Stored records:
——

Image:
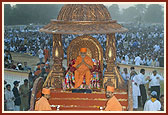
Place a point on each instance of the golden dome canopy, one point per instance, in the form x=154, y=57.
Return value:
x=84, y=12
x=83, y=19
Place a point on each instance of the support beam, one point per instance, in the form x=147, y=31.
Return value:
x=58, y=55
x=111, y=70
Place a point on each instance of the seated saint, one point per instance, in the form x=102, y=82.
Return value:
x=83, y=64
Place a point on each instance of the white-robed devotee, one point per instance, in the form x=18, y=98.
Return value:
x=155, y=79
x=153, y=104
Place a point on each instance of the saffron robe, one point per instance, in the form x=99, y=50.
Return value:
x=82, y=71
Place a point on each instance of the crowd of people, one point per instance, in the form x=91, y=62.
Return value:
x=17, y=99
x=141, y=45
x=139, y=90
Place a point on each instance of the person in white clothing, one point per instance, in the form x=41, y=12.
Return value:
x=137, y=60
x=9, y=97
x=155, y=82
x=135, y=91
x=142, y=86
x=153, y=104
x=125, y=75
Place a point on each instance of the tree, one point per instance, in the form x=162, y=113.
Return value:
x=154, y=14
x=114, y=11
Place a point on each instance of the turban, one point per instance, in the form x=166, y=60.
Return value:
x=110, y=88
x=154, y=93
x=45, y=91
x=83, y=50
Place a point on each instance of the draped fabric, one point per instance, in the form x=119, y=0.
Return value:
x=69, y=80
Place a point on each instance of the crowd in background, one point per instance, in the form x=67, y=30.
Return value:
x=141, y=45
x=144, y=42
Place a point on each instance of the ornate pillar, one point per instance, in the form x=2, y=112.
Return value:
x=111, y=70
x=58, y=56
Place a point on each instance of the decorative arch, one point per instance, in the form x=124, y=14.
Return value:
x=92, y=44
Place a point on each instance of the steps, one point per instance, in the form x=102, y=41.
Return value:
x=84, y=102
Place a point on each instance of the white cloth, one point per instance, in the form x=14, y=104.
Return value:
x=137, y=60
x=154, y=81
x=10, y=103
x=17, y=108
x=135, y=88
x=152, y=106
x=126, y=76
x=40, y=52
x=135, y=102
x=142, y=77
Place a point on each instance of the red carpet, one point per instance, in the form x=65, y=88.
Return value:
x=84, y=102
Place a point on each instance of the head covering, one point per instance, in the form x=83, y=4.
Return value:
x=45, y=91
x=16, y=82
x=83, y=50
x=26, y=80
x=154, y=71
x=154, y=93
x=110, y=88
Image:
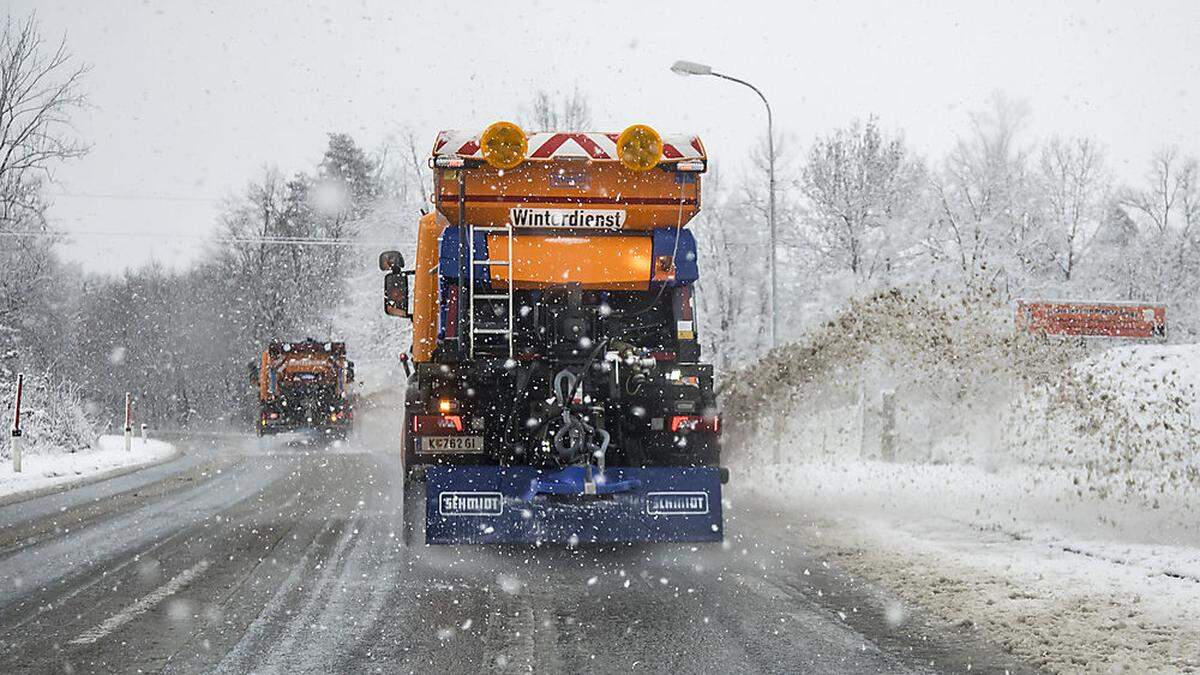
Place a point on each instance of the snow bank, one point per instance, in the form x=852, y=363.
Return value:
x=1044, y=493
x=47, y=470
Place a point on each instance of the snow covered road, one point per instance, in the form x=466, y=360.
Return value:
x=273, y=557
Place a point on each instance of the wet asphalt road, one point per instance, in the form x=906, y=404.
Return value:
x=283, y=557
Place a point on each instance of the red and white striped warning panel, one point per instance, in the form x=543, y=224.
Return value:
x=562, y=144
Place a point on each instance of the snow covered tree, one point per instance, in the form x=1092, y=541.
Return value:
x=1074, y=190
x=985, y=223
x=557, y=112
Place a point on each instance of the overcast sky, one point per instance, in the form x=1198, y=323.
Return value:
x=191, y=101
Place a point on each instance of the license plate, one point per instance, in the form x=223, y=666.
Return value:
x=450, y=444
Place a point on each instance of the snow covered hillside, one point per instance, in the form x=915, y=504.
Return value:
x=1044, y=494
x=51, y=469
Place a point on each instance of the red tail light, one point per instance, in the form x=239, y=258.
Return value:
x=436, y=423
x=696, y=423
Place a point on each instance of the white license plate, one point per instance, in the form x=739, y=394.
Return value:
x=450, y=444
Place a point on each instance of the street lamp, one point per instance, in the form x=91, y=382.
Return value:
x=689, y=67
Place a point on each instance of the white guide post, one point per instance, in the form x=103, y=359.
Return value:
x=129, y=424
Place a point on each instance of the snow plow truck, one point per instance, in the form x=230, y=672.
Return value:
x=304, y=386
x=556, y=392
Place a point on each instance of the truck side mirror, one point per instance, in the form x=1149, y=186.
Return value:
x=395, y=293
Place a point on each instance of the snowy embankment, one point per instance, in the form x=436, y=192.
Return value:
x=42, y=471
x=1047, y=495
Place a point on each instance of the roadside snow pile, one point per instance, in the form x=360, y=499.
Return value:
x=46, y=470
x=936, y=380
x=1069, y=584
x=1042, y=491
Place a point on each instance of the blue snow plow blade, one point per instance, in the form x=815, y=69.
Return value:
x=521, y=505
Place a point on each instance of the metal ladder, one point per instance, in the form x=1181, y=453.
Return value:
x=490, y=297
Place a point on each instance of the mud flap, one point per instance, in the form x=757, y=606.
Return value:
x=499, y=505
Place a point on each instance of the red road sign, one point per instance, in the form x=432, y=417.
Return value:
x=1131, y=321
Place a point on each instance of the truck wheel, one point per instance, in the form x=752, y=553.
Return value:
x=412, y=512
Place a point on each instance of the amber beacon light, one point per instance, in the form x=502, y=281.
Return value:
x=640, y=148
x=503, y=144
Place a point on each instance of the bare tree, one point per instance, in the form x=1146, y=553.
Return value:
x=1074, y=190
x=40, y=87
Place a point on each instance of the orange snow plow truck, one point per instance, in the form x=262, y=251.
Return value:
x=558, y=393
x=304, y=386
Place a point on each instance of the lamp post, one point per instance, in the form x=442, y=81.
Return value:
x=689, y=67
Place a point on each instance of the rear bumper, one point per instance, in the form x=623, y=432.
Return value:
x=490, y=505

——

• _WORK TO BE COMPLETED_
Would you please set down the data above again exactly, without its pictures?

• _ANSWER BELOW_
Image:
Place a point on each instance of the golden dome canopy, one point per instance, in the form x=154, y=57.
Return value:
x=84, y=12
x=83, y=19
Place a point on each instance of the support beam, one point per instance, in the form x=147, y=31.
Return value:
x=58, y=55
x=111, y=70
Place a point on each instance of the seated saint, one point per instance, in the form x=102, y=82.
Return value:
x=83, y=64
Place a point on each instance of the white-robed devotee, one point per instance, in the form x=18, y=98.
Return value:
x=155, y=79
x=153, y=104
Place a point on each instance of the saffron robe, one point per instance, in the form x=99, y=50.
Return value:
x=82, y=71
Place a point on each instance of the crowd of people, one point per instance, in the form x=91, y=62.
Return value:
x=17, y=99
x=141, y=45
x=139, y=90
Place a point on each instance of the person in white clothing, one point per instance, in the form x=41, y=12.
Return value:
x=137, y=60
x=9, y=97
x=155, y=82
x=135, y=91
x=142, y=86
x=153, y=104
x=125, y=75
Place a point on each instance of the tree, one point per instance, in the form x=162, y=113.
Return value:
x=154, y=14
x=114, y=11
Place a point on each instance of the turban, one point per instance, in the form x=166, y=60.
Return value:
x=110, y=88
x=154, y=93
x=45, y=91
x=83, y=50
Place a point on each instance of the draped fabric, one point per instance, in the form x=119, y=0.
Return value:
x=69, y=80
Place a point on each instance of the crowd in background, one point per instance, in the form x=67, y=30.
Return value:
x=141, y=45
x=144, y=42
Place a point on each instance of the ornate pillar, one point per instance, in the form x=2, y=112.
Return value:
x=111, y=70
x=58, y=56
Place a point on each instance of the decorative arch, one point per instance, in the form x=124, y=14.
Return value:
x=92, y=44
Place a point on each instance of the steps, one point per instance, in the form x=102, y=41.
Return value:
x=84, y=102
Place a point on each instance of the white cloth, one point per instance, in the form x=14, y=104.
Return value:
x=137, y=60
x=154, y=81
x=10, y=103
x=17, y=108
x=135, y=88
x=152, y=106
x=126, y=76
x=40, y=52
x=135, y=102
x=142, y=77
Place a point on each instance of the red carpet, one point per instance, in the form x=65, y=88.
Return value:
x=84, y=102
Place a point on each instance of the head covering, one point per instance, in the form x=83, y=4.
Return value:
x=45, y=91
x=16, y=82
x=83, y=50
x=26, y=80
x=154, y=71
x=154, y=93
x=110, y=88
Image:
Place a point on each instance of the snow bank, one point per instance, in the form x=852, y=363.
Return value:
x=1044, y=493
x=47, y=470
Place a point on each instance of the snow covered road, one point per instance, in the form x=466, y=360.
Return value:
x=273, y=557
Place a point on each instance of the wet asphalt road, one point per instance, in the form x=906, y=404.
Return value:
x=283, y=557
Place a point on each instance of the red and white striped warning panel, one point per instance, in the form x=543, y=224.
Return value:
x=562, y=144
Place a point on each instance of the snow covered tree, one point per instance, in the form x=1092, y=541.
Return value:
x=1074, y=190
x=985, y=223
x=557, y=112
Place a point on each instance of the overcast sky, one point per instance, in the form x=1198, y=323.
Return value:
x=191, y=101
Place a point on each instance of the license plate, one point per instance, in the form x=223, y=666.
Return value:
x=450, y=444
Place a point on each instance of the snow covered hillside, one point per instance, in the form x=915, y=504.
Return value:
x=1044, y=494
x=51, y=469
Place a point on each instance of the red tail light, one point per instance, in the form x=239, y=258.
Return value:
x=436, y=423
x=696, y=423
Place a point on each instance of the white license plate, one point per instance, in the form x=739, y=394.
Return value:
x=450, y=444
Place a point on each instance of the street lamp, one point per instance, in the form x=91, y=382.
Return value:
x=689, y=67
Place a point on each instance of the white guide post, one point per instance, in the form x=103, y=359.
Return value:
x=129, y=424
Place a point on each instance of the snow plow truck, one point per instance, in the form x=230, y=672.
Return value:
x=304, y=386
x=556, y=392
Place a point on each instance of the truck side mirror, one point per instance, in the form x=1149, y=186.
Return value:
x=395, y=293
Place a point on each instance of the snowy embankment, one point per instance, in the form x=436, y=192.
Return value:
x=42, y=471
x=1047, y=495
Place a point on each instance of the roadside snow pile, one point per instance, in the form x=360, y=499.
Return value:
x=46, y=470
x=936, y=380
x=1069, y=584
x=1042, y=491
Place a point on each instance of the blue snow plow blade, one point per instance, in the form x=815, y=69.
Return value:
x=521, y=505
Place a point on each instance of the metal ladder, one point per instance, in the form x=1181, y=453.
Return value:
x=490, y=297
Place a point on each instance of the mud flap, one point per instance, in the form x=757, y=606.
Return value:
x=499, y=505
Place a point on each instance of the red road sign, one point per instance, in the form x=432, y=417.
Return value:
x=1131, y=321
Place a point on each instance of the truck wheel, one point per instance, in the form x=752, y=553.
Return value:
x=412, y=512
Place a point on each instance of the amber beacon light, one point per instance, in the form x=502, y=281.
Return value:
x=640, y=148
x=503, y=144
Place a point on each instance of the bare tree, one point per instance, in the form x=1146, y=553.
Return value:
x=1074, y=190
x=40, y=87
Place a point on each instance of the orange snow plow truck, one point per instance, in the form x=262, y=251.
Return value:
x=558, y=393
x=304, y=386
Place a point on each instance of the lamp post, one point per instance, in the form x=442, y=81.
Return value:
x=689, y=67
Place a point on each instance of the rear bumper, one point per instance, in the form x=623, y=432.
Return value:
x=490, y=505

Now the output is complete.